**GOAL:** Rewrite all of the data below, swapping "integration guide" for "setup manual" wherever it occurs and leaving every other line untouched.

[Bounding-box data]
┏━━

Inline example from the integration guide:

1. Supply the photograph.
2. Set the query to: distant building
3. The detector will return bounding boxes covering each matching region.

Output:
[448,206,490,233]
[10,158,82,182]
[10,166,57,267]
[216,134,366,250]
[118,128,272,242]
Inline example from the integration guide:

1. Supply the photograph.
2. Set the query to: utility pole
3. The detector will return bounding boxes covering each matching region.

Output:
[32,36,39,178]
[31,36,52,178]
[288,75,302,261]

┗━━

**CORRECT ANSWER:**
Inline example from the setup manual:

1. Supply the photograph.
2. Set the query to: distant building
3. The detector will return bounding boxes covering each matching region.

Output:
[448,206,490,233]
[10,158,82,182]
[10,166,57,267]
[216,134,366,250]
[118,128,272,242]
Inline example from the setup manual:

1. Supply the photograph.
2. Set the query to: utility pole
3. The detector will return bounding boxes covering each matching region.

Output:
[32,36,39,178]
[31,36,52,178]
[288,75,302,261]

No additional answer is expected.